• **TASK INSTRUCTIONS**: Only the line containing "point: spectator in green" and the lines after it, through the end of the data below, are to be returned, each exactly as it stands.

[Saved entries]
━━━━━━
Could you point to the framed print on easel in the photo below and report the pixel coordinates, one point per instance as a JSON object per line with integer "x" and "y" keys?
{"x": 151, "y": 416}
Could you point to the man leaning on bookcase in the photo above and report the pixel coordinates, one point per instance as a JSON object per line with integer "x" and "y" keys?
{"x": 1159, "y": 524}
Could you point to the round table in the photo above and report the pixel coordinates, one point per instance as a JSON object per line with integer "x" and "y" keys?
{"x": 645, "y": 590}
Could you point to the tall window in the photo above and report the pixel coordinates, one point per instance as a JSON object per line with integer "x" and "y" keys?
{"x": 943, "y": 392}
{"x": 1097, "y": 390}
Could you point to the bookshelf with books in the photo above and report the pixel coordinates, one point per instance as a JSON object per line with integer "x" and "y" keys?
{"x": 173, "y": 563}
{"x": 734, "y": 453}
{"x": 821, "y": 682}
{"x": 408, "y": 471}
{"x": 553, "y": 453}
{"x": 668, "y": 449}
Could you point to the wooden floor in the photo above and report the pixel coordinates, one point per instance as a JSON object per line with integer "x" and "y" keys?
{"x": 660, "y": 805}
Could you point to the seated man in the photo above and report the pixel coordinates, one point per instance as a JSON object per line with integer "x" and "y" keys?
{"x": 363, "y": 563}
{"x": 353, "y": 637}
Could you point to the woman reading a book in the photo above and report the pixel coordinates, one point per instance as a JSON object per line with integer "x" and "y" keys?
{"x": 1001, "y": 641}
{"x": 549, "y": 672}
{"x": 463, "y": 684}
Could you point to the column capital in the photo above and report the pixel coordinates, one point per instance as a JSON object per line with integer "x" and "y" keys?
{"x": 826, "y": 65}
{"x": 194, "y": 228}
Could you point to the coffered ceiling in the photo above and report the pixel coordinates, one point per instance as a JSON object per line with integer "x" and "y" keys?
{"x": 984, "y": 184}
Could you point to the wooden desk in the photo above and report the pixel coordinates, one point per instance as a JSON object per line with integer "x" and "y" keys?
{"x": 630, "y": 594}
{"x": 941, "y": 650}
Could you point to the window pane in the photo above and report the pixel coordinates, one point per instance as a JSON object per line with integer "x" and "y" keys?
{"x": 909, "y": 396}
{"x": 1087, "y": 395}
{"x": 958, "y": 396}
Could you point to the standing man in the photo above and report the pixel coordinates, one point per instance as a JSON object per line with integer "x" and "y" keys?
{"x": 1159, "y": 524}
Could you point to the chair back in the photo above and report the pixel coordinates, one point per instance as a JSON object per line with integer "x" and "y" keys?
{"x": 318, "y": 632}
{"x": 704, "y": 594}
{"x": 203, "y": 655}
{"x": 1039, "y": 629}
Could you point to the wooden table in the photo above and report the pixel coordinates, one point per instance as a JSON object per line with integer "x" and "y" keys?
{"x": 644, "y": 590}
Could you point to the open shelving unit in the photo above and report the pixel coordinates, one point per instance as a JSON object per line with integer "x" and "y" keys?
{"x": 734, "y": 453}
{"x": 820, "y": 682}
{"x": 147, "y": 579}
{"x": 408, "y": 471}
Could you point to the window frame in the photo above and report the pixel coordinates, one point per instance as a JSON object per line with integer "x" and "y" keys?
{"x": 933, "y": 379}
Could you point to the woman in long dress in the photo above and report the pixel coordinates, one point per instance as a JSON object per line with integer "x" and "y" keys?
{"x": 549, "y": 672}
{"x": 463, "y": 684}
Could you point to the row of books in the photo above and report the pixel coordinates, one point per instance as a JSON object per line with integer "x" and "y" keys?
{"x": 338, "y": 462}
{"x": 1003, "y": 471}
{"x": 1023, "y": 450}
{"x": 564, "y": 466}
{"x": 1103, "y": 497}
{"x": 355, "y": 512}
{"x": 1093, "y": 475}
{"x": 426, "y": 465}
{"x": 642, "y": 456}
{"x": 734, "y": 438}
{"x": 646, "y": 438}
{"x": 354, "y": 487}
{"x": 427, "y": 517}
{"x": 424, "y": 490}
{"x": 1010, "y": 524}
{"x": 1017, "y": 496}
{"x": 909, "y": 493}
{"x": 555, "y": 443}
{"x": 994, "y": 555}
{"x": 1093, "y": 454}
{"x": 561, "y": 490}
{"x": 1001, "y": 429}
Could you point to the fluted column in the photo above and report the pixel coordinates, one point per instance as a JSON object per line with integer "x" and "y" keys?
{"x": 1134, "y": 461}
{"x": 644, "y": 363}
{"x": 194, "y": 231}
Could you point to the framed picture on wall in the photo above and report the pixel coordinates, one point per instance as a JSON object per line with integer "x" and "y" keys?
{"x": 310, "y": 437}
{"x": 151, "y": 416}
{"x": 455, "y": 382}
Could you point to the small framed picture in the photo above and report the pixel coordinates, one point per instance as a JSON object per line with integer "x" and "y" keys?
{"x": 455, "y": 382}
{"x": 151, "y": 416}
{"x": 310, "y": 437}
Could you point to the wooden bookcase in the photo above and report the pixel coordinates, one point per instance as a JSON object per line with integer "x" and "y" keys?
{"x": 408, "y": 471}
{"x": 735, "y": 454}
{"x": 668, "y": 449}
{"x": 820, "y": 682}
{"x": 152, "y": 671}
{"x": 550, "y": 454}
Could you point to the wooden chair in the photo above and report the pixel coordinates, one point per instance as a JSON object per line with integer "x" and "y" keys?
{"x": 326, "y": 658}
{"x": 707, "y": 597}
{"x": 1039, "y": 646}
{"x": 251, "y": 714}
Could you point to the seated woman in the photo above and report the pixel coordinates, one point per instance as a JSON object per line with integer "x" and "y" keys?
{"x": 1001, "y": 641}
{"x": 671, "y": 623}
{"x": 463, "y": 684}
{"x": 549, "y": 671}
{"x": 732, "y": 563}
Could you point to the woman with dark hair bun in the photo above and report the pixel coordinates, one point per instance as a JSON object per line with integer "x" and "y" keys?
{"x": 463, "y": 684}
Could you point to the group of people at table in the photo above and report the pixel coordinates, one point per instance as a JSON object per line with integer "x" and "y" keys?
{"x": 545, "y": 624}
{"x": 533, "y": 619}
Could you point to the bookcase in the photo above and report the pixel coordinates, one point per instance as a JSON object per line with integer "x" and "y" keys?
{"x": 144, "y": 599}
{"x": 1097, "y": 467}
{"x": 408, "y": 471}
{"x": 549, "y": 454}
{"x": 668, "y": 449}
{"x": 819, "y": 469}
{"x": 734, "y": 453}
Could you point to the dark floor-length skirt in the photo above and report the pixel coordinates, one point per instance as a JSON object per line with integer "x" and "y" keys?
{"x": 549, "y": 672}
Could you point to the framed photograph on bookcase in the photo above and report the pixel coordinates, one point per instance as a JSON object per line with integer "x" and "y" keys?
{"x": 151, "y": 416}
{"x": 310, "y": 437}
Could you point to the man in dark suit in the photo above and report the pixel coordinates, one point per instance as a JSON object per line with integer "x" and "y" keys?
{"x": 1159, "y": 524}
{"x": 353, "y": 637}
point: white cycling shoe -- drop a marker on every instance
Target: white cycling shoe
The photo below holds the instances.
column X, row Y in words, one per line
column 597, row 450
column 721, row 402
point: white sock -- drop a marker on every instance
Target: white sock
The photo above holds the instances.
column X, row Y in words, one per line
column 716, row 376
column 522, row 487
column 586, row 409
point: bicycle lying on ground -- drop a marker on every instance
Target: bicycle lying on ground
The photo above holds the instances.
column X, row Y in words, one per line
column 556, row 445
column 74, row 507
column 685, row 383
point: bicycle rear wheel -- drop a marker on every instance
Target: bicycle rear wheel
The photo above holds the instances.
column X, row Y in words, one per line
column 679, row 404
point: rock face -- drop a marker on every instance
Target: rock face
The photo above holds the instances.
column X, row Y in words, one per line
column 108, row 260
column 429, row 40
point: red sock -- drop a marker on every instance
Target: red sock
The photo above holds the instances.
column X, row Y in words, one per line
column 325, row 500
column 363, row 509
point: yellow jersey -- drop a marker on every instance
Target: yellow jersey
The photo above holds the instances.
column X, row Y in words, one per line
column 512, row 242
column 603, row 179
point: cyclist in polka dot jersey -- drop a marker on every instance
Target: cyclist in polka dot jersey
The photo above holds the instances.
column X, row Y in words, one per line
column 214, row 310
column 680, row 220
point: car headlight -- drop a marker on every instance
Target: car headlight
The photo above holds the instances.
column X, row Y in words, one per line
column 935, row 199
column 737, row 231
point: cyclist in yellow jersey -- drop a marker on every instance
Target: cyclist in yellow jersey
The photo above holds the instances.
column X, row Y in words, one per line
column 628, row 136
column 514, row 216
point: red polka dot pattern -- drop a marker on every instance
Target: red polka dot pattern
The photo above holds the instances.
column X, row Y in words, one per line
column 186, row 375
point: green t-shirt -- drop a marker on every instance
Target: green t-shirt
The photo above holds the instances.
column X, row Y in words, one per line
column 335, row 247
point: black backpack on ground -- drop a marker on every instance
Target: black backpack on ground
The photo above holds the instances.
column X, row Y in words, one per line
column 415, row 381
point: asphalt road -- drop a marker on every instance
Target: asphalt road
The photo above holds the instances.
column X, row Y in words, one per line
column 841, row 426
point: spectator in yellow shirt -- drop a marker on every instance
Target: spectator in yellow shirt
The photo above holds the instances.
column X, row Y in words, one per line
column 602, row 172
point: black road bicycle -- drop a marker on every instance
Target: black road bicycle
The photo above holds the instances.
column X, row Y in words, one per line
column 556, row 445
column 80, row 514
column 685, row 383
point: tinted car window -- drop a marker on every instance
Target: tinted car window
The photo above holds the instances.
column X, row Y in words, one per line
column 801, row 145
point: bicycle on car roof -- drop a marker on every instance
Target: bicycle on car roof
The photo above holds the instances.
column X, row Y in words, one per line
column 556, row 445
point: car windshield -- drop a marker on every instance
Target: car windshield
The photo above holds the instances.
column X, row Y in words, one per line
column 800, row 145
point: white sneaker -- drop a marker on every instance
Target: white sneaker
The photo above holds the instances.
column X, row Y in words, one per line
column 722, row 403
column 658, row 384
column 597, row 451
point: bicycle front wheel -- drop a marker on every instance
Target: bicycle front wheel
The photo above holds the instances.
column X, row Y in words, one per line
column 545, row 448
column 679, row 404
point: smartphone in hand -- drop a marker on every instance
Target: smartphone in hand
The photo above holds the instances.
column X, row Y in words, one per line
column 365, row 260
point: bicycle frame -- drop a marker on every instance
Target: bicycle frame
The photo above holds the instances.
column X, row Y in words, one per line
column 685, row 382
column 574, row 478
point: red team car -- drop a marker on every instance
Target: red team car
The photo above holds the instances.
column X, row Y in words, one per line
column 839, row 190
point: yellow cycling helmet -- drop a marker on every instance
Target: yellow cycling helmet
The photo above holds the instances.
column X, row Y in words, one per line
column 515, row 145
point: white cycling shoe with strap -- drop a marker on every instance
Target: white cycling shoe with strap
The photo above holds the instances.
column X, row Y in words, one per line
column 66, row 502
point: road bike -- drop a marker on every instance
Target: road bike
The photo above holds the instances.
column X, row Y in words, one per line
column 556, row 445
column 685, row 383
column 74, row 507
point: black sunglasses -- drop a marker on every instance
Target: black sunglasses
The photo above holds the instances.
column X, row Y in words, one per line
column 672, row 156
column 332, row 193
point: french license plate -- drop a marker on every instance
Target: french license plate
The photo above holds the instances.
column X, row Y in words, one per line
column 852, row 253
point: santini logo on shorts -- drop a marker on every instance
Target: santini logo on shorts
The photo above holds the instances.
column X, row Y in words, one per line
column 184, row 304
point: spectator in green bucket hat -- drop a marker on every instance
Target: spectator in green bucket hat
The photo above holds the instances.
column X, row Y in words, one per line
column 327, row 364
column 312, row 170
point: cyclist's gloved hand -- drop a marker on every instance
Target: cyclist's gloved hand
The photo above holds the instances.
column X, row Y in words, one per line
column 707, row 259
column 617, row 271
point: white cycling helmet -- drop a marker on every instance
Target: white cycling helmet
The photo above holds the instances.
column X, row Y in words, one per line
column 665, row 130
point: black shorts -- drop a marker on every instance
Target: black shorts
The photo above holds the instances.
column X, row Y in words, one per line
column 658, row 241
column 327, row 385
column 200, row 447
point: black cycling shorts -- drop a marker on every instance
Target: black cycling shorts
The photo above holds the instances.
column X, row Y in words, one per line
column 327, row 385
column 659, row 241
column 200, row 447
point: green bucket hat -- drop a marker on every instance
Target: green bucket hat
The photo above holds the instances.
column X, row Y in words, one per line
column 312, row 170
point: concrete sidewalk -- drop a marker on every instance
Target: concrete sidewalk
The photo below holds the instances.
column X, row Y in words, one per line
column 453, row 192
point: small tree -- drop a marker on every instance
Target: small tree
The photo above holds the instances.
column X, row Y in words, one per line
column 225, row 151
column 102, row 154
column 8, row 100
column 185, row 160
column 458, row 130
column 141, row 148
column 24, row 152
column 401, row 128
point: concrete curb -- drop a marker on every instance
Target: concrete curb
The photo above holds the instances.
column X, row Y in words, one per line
━━━━━━
• **REPLY TO THE TASK**:
point: spectator in green bucket hat -- drop a marker on every instance
Target: spectator in green bucket hat
The photo above holds the instances.
column X, row Y in words, one per line
column 327, row 364
column 312, row 170
point: cyclist's gloved hand -- drop a marker on every instance
Target: cyclist's gloved hand
The photo above holds the instances.
column X, row Y in words, one per line
column 707, row 259
column 617, row 271
point: white cycling helmet -- drop a marker on every instance
Target: white cycling helmet
The photo above holds the instances.
column X, row Y in words, one per line
column 665, row 130
point: black shorts -- drop a marker on every instance
Target: black shorts
The photo above holds the instances.
column X, row Y in words, one per line
column 658, row 241
column 327, row 385
column 200, row 447
point: black cycling shorts -- drop a marker on every instance
Target: black cycling shorts
The photo above holds the instances.
column X, row Y in words, one per line
column 327, row 385
column 659, row 241
column 200, row 447
point: green bucket hat -- drop a marker on every instance
Target: green bucket hat
The photo above holds the instances.
column X, row Y in words, one per line
column 312, row 170
point: concrete sidewalk -- drop a marker on every instance
Target: concrete sidewalk
The photo below holds the instances.
column X, row Y in words, one per line
column 453, row 192
point: small tree -- drop a marker on every instance
Target: small tree
The photo above holds the instances.
column X, row Y in words, one per line
column 225, row 151
column 102, row 154
column 8, row 100
column 185, row 160
column 458, row 130
column 141, row 148
column 24, row 152
column 401, row 128
point: concrete curb -- drop a marker on every instance
Target: concrete curb
The photo above holds the instances.
column X, row Y in words, one per line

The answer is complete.